WHAT YOU HAVE TO DO =
Answer these questions using the oncology trial summaries below:
(a) In LIBRETTO-432, what percentage of patients given selpercatinib were recurrence-free at 2 years?
(b) What disease control rate did Phase 2 ROSETTA Lung-02 report?
(c) How many of the 8 vaccine responders in the KEYNOTE-942 update were alive at 6+ years?

Taplin ME, et al. Perioperative apalutamide + ADT vs placebo + ADT with radical prostatectomy in high-risk localized or locally advanced prostate cancer: final analysis of the PROTEUS phase 3 study. Abstract LBA1. ASCO 2026; Chicago.

 

Lung Cancer

10-First Adjuvant Therapy for RET Fusion-Positive NSCLC

Tumor:  Early-stage NSCLC — post-surgery/radiation

Therapy:  Selpercatinib (Retevmo) adjuvant vs. placebo

Biomarker:  RET gene fusion (1–2% of NSCLC)

Testing:  RNA fusion NGS panel or FISH — RET fusion detection required before adjuvant decision

  • Phase 3 LIBRETTO-432: 83% reduction in risk of recurrence/death. At 2 years: 91.5% recurrence-free vs 61.1% with placebo.
  • RET fusion testing is now mandatory in the resectable NSCLC workup — immediately practice-changing.
Goldman JW, et al. LIBRETTO-432: adjuvant selpercatinib in RET fusion-positive non-small cell lung cancer. Abstract LBA3. ASCO 2026; Chicago.

 

11- PD-L1 × VEGF Bispecific Antibody Shows 70% ORR in First-Line NSCLC

Tumor:  Treatment-naive Advanced NSCLC

Therapy:  Pumitamig (BNT327/BMS-986545) — PD-L1 × VEGF-A bispecific antibody + chemotherapy

Biomarker:  PD-L1 expression; VEGF-A pathway activation

Testing:  IHC for PD-L1; dual biomarker profiling expected to refine Phase 3 patient selection

  • Phase 2 ROSETTA Lung-02: ORR 70%, DCR 100%. Phase 3 vs pembrolizumab + chemotherapy ongoing.
  • Dual PD-L1/VEGF targeting represents a next-generation approach where combined biomarker profiling may optimize selection.
Peters S, et al. Phase 2 data from ROSETTA Lung-02, a global randomized phase 2/3 trial of pumitamig + chemotherapy in 1L NSCLC. J Clin Oncol. 2026;44(suppl 16):abstr 8513.

 

Melanoma

12- mRNA Neoantigen Vaccine Sustains 5-Year Protection in Resected Melanoma 

Tumor:  High-risk Resected Melanoma

Therapy:  Intismeran (individualized mRNA neoantigen vaccine) + pembrolizumab

Biomarker:  Tumor-specific neoantigens — unique to each patient’s tumor

Testing:  Tumor WES/WGS + RNA sequencing for individualized neoantigen identification

  • KEYNOTE-942 5-year update: 49% reduction in recurrence risk, 62% reduction in distant metastasis risk vs pembrolizumab alone.
  • 7 of 8 vaccine responders alive at 6+ years. Benefit sustained and durable over time.
  • Individualized neoantigen profiling enables vaccine-based precision oncology — a new paradigm for high-risk melanoma.
Carlino MS, et al. Individualized neoantigen therapy intismeran autogene plus pembrolizumab in resected melanoma: 5-year update of the KEYNOTE-942 study. J Clin Oncol. 2026;44(suppl 16):abstr 9500.

 

Hematologic Oncology

13-BTK Inhibition in CLL: 78-Month Data Confirms Long-Term Control

Tumor:  Chronic Lymphocytic Leukemia / SLL — 1st line (incl. del(17p))

(Natural-language object grounding data)

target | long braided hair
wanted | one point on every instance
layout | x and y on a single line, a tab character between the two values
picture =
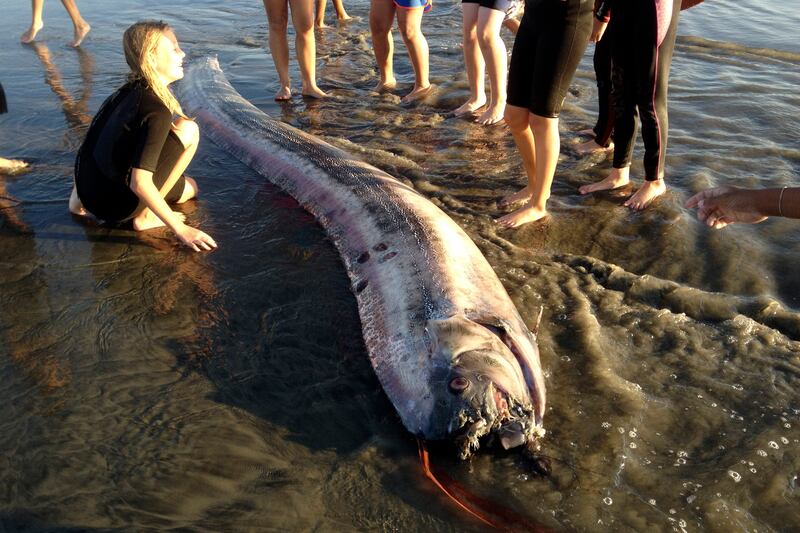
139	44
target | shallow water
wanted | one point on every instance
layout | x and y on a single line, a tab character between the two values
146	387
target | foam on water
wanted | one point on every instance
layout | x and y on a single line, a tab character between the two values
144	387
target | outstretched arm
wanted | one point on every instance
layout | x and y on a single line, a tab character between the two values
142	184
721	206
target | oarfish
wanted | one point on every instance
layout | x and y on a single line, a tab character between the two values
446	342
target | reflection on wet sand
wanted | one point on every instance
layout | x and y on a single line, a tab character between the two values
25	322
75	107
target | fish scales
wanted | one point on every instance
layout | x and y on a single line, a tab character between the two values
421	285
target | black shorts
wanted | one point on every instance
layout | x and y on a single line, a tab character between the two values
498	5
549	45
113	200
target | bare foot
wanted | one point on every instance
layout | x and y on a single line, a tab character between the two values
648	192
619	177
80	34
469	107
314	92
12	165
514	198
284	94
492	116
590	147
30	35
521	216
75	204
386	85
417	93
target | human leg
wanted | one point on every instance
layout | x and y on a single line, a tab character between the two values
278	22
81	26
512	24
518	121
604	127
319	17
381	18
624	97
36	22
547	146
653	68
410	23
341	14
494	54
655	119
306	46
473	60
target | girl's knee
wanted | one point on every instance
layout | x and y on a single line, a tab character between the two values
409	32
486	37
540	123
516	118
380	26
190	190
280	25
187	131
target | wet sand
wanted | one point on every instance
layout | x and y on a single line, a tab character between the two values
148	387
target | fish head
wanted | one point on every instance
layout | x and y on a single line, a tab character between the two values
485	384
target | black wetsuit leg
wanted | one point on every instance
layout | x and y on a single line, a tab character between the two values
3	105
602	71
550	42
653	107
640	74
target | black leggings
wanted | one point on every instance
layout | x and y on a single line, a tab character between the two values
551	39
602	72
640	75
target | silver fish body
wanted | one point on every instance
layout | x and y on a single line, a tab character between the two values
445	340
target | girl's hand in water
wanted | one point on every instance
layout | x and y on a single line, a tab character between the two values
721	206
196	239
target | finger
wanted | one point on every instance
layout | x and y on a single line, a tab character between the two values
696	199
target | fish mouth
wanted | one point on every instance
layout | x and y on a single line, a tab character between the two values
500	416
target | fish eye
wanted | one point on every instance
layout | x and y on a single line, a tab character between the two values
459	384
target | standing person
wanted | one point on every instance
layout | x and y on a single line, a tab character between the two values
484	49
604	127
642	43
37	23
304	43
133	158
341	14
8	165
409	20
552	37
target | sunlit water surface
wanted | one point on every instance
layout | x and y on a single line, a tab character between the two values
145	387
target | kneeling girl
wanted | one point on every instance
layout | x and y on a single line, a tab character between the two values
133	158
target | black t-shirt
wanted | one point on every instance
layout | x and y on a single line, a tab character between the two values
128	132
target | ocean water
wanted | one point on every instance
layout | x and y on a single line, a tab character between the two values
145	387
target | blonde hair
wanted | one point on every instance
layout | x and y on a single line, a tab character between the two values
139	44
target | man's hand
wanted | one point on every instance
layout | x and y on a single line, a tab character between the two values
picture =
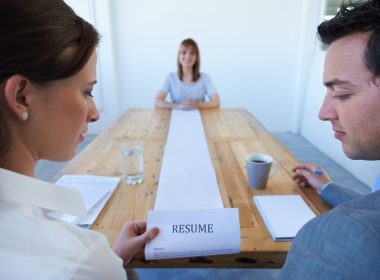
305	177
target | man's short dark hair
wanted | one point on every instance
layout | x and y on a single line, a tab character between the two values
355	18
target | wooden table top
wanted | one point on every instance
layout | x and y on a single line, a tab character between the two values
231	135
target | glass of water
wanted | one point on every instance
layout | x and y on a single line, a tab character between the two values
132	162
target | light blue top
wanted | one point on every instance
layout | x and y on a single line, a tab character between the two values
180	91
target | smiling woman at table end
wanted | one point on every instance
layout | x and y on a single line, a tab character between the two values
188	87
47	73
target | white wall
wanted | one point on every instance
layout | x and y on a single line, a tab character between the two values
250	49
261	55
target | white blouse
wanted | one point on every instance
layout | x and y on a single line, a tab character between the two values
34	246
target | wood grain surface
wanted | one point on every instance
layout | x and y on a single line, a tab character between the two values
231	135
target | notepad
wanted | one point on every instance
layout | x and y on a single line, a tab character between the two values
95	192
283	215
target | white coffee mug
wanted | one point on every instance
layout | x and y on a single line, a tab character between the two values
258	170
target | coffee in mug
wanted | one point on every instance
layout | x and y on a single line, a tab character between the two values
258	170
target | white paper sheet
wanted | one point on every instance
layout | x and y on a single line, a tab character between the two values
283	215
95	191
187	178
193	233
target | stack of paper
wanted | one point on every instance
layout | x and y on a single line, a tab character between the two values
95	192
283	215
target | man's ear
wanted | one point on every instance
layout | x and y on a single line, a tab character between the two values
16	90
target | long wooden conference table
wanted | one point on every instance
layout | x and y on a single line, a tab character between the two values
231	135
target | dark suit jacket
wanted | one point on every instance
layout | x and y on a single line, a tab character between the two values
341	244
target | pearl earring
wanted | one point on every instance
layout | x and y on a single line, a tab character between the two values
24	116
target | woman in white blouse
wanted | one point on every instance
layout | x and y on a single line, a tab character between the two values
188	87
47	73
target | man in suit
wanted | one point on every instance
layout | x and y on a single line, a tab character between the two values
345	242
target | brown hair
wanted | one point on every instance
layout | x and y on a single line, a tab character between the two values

YOUR SOLUTION =
(a) 91.5%
(b) 100%
(c) 7